Written request:
Skip every line before the one containing "Return the outline of every instance of the woman's face", then copy that line and the rest of the entries below exactly, through the last line.

The input:
>>>

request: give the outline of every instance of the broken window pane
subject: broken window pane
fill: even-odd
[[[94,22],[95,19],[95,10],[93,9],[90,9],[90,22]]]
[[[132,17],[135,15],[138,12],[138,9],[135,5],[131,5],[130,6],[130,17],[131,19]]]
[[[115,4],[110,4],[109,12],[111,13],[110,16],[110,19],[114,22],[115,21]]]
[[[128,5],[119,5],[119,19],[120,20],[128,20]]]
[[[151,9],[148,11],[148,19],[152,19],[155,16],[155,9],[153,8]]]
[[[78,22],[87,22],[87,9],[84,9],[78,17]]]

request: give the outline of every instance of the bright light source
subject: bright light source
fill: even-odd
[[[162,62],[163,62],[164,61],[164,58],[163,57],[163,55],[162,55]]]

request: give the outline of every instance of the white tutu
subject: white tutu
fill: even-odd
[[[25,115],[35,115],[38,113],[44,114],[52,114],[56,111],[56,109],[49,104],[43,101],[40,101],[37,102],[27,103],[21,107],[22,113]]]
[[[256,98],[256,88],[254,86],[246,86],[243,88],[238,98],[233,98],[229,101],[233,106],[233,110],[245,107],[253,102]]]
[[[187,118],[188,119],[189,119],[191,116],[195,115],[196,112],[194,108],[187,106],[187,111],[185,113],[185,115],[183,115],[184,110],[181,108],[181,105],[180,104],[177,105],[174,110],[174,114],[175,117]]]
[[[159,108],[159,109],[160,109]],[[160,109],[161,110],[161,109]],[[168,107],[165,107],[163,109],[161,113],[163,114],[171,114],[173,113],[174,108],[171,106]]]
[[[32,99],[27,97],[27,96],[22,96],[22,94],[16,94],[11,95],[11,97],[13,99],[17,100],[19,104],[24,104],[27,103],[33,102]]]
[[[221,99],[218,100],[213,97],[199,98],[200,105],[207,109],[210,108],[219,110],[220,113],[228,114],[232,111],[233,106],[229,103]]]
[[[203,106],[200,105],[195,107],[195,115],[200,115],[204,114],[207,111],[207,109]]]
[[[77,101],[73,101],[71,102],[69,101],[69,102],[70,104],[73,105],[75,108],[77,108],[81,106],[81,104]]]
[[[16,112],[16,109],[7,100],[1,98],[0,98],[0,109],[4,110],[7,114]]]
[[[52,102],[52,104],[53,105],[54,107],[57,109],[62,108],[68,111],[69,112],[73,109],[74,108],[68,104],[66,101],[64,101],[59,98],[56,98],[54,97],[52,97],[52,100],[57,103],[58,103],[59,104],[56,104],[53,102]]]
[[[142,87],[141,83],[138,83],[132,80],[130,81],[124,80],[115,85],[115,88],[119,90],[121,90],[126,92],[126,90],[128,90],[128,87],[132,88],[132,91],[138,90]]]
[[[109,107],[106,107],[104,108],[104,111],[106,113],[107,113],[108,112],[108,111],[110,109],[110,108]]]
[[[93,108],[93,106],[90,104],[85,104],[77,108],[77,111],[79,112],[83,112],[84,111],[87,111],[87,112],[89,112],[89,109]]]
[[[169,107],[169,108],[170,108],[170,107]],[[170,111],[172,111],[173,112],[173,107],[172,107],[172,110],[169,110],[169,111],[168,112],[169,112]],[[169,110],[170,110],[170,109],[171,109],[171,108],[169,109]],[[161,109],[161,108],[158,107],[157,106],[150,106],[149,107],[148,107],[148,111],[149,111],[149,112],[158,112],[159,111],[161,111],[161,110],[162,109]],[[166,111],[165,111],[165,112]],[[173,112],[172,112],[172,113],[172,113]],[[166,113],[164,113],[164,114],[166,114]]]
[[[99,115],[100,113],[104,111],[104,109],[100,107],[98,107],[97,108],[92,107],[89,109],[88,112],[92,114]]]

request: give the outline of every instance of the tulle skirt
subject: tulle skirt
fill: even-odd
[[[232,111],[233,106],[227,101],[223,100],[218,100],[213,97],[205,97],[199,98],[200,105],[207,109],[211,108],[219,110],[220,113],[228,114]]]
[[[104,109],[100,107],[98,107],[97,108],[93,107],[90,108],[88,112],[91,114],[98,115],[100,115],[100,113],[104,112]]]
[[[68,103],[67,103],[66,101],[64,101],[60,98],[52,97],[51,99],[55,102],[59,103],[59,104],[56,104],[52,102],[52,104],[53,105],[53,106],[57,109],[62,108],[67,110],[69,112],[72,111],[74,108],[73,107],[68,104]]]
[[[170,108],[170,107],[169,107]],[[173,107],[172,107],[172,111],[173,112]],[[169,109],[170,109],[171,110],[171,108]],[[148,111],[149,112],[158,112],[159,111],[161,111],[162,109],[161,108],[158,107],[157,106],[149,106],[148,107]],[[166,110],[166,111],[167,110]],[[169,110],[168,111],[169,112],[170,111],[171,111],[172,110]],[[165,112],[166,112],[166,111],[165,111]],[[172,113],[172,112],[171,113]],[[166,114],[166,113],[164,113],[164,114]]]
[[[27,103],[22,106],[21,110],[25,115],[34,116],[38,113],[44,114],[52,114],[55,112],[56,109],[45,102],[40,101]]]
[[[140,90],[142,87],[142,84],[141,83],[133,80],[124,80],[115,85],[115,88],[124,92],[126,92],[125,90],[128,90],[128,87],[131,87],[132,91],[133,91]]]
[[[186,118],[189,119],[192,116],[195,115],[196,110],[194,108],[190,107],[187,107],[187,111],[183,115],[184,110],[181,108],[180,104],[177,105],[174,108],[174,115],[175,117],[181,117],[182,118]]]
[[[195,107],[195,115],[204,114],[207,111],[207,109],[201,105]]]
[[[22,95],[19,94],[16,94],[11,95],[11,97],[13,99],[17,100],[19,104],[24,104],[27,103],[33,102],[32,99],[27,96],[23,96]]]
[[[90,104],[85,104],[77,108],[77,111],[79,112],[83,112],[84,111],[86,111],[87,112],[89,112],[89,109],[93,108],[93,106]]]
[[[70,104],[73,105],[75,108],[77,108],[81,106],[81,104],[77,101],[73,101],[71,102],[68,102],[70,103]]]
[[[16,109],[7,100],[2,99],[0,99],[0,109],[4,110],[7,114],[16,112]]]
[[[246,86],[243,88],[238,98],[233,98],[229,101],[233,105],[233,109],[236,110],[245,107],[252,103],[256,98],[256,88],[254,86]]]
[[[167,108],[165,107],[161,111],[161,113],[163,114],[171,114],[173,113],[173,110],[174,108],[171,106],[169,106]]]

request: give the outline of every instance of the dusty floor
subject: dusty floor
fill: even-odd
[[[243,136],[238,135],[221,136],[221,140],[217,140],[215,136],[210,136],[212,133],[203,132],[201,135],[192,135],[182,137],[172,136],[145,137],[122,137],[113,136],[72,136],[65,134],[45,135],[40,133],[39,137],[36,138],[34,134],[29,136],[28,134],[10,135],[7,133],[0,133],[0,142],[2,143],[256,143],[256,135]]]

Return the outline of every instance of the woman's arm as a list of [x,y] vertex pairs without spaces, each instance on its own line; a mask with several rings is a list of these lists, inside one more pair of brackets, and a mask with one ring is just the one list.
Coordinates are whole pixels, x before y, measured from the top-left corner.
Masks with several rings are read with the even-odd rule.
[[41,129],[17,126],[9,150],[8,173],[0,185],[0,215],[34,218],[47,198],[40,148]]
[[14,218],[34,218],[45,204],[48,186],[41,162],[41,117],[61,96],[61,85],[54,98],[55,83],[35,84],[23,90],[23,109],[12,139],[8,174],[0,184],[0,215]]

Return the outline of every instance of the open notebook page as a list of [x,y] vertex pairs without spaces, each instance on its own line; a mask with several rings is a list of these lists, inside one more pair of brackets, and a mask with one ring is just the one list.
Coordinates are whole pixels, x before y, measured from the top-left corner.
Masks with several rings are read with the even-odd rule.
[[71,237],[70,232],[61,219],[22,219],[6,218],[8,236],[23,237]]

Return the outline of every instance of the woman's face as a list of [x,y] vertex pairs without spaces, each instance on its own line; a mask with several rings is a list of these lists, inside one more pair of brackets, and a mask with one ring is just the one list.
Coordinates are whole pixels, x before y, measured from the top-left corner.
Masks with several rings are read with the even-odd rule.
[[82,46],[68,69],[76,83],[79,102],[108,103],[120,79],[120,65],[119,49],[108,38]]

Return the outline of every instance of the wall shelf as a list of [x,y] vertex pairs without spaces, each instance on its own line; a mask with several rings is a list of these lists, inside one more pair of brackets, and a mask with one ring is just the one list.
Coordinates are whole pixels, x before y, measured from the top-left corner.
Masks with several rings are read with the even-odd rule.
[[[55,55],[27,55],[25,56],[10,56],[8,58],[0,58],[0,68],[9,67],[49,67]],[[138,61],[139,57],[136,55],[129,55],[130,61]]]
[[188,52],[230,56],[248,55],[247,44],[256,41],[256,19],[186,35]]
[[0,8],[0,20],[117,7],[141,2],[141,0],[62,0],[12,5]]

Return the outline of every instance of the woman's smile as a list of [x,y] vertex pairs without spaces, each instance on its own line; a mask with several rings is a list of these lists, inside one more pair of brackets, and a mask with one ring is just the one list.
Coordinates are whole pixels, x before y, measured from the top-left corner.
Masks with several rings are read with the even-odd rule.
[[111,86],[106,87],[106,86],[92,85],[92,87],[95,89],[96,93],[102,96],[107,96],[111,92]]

<<<

Answer to this task:
Return the outline of every instance of the woman's face as a list of [x,y] vertex pairs without spaces, each instance on its own line; a mask with several rings is a list of these lists, inside one more pair of brackets, and a mask with one ring is just the one list.
Coordinates are whole pixels, x before y, measured from the top-left corner.
Masks with several rings are read with the even-odd rule.
[[82,46],[68,69],[76,83],[79,102],[108,103],[120,79],[120,65],[119,49],[108,38]]

Return the outline of every instance of the wall shelf as a list of [x,y] vertex pairs without spaces, each instance on its own line; a mask with several rings is a list of these lists, inside one more pair of brackets, and a mask with one ring is just the one list.
Coordinates are whole pixels, x before y, measured from the top-left corner.
Masks with several rings are read with the even-odd rule.
[[[55,55],[27,55],[25,56],[10,56],[8,58],[0,58],[0,68],[9,67],[49,67]],[[138,61],[139,57],[136,55],[129,55],[130,61]]]
[[188,52],[230,56],[248,55],[247,44],[256,41],[256,19],[186,35]]
[[0,8],[0,20],[117,7],[141,2],[141,0],[62,0],[12,5]]

Return the outline of every instance of the woman's smile as a list of [x,y] vertex pairs without spaces, each instance on its own line; a mask with several rings is a list of these lists, inside one more pair of brackets, and a mask with one ring is just the one list.
Coordinates are whole pixels, x before y, measured from the top-left corner.
Masks with several rings are read with the even-odd rule.
[[111,86],[106,87],[106,86],[92,85],[92,87],[95,89],[96,93],[102,96],[107,96],[111,92]]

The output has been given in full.